→ **Problems to solve**:
1. Render the sentence "I stole a dish towel for this purpose." from the thread on pressing Battledress into French.
2. Carry the thread on pressing Battledress forward from its final line.

→ **Supplied text**:
# # # # # # #
Posted by *Ian Edwards <iedwards@home.com>* on *Fri, 17 Mar 2000 18:34:59 -0800*
Yes, but the Battledress kept a crease better than just about any other
uniform. Had to use a pressing cloth or it turned shiney, just the same
as does most civvy two peice suits. Took a long time to get unencumbered
in order to ‘dump a load‘, "police" suspenders and all.
Lawrence Maloney wrote:
> 
> When pressing Battledress it was always a neat trick to turn the pants and
> tunic inside out., apply a sharp line of soap along the inside of the
> crease, turn them back properly and press with damp cloth. I stole a dish
> towel for this purpose.
> 
> Larry Maloney
> -----------------------------------------------------
> 
> > Speaking of bush gear, remember sewn in creases and the metal pant
> > stretchers that you could insert into the trousers so that they could dry
> > wrinkle free.  They never worked properly for me.  For that matter the hat
> > stiffeners for the bush caps had a short life cycle.
> >
> > How about using brown paper bags as pressing clothes with your BD.
> >
> > Regards
> >
> > Larry MacDonald
> >
> > > -----Original Message-----
> > > From: owner-army@cipherlogic.on.ca
> > > [mailtowner-army@cipherlogic.on.ca]On Behalf Of Robert Childs
> > > Sent: March 16, 2000 4:48 PM
> > > To: army@cipherlogic.on.ca
> > > Subject: Re: Putties
> > >
> > >
> > > similar story only mine happened during  practice of the trooping of the
> > > colours>with the PPCLI in 52
> > >  Like you I made sure they came down again.
# # # # # # #
→ **Dataset**:

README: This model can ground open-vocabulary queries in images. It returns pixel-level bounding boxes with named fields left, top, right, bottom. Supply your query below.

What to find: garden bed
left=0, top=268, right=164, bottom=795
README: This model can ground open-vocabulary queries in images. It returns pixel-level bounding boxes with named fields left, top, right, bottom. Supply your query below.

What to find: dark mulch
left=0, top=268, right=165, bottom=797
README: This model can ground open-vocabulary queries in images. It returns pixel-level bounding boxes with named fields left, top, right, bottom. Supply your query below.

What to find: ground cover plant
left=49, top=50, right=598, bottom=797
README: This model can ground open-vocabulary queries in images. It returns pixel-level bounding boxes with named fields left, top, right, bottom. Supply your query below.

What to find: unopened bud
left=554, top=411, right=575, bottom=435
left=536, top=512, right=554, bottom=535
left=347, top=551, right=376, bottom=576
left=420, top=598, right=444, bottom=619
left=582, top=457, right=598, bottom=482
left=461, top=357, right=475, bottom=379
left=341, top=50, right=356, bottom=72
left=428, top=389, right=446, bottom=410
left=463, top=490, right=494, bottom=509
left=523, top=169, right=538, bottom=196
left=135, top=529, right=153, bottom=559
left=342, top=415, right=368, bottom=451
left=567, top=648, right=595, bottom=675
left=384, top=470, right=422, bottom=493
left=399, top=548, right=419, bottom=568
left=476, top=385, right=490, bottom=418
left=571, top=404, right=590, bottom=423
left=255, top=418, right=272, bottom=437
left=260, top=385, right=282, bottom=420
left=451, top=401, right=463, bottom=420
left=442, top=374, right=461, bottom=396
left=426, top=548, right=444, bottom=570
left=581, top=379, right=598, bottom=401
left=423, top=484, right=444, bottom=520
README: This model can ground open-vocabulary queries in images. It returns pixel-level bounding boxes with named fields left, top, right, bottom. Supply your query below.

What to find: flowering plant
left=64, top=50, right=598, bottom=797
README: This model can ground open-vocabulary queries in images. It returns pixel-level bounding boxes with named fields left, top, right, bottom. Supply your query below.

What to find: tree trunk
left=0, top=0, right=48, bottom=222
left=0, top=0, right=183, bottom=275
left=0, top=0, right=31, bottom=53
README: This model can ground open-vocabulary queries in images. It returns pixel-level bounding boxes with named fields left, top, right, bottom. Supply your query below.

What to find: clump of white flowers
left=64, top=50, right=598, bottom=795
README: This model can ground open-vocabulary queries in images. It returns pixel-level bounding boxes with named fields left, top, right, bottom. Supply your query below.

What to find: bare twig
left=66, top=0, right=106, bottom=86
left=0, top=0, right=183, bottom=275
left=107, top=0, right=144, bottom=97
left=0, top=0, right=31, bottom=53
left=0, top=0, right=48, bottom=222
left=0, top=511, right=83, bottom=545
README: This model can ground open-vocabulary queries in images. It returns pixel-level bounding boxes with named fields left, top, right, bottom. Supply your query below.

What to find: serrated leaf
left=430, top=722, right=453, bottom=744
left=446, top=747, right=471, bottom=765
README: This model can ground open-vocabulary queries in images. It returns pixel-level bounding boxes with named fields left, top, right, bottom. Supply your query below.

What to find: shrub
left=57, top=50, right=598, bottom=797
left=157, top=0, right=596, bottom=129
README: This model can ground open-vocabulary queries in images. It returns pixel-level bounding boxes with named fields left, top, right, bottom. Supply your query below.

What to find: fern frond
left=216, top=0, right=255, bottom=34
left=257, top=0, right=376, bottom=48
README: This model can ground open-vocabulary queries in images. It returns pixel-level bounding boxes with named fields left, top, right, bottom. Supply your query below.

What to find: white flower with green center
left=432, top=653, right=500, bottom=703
# # # # # # #
→ **Expected answers**:
1. J'ai volé un torchon à vaisselle à cette fin.

2.
> > > Ahh the bush uniform Had just got married my new wife volunteered tp
> press
> > > my bush pants, sure I said go ahead. Much to my surgrin she had pressed
> a
> > > set of railraod tracks after a quick dampening to remove same She
> > > was never
> > > allowed to press any of my gear again SMART WOMAN that one
> > >
> > > Robert
> > >
> > > --------------------------------------------------------
> > > NOTE:  To remove yourself from this list, send a message
> > > to majordomo@cipherlogic.on.ca from the account you wish
> > > to remove, with the line "unsubscribe army" in the
> > > message body.
> > >
> >
> > --------------------------------------------------------
> > NOTE:  To remove yourself from this list, send a message
> > to majordomo@cipherlogic.on.ca from the account you wish
> > to remove, with the line "unsubscribe army" in the
> > message body.
> >
> 
> --------------------------------------------------------
> NOTE:  To remove yourself from this list, send a message
> to majordomo@cipherlogic.on.ca from the account you wish
> to remove, with the line "unsubscribe army" in the
> message body.
--------------------------------------------------------
NOTE:  To remove yourself from this list, send a message
to majordomo@cipherlogic.on.ca from the account you wish
to remove, with the line "unsubscribe army" in the
message body.


----------



## army (21 Sep 2002)

Posted by *"Larry MacDonald" <lmacdona@mnsi.net>* on *Fri, 17 Mar 2000 20:50:18 -0500*
Raise your hand, every one who finished wrapping the puttees, stood up to
shake the weights in place and realized you had forgotten the weights.
This was before the days of having snaps on the weights and invariably while
you were in a hurry to get on parade.
Tried the soap, tried tape on the inside, tried sewn in creases, etc.  What
memories.
Now where did I put that spiffy.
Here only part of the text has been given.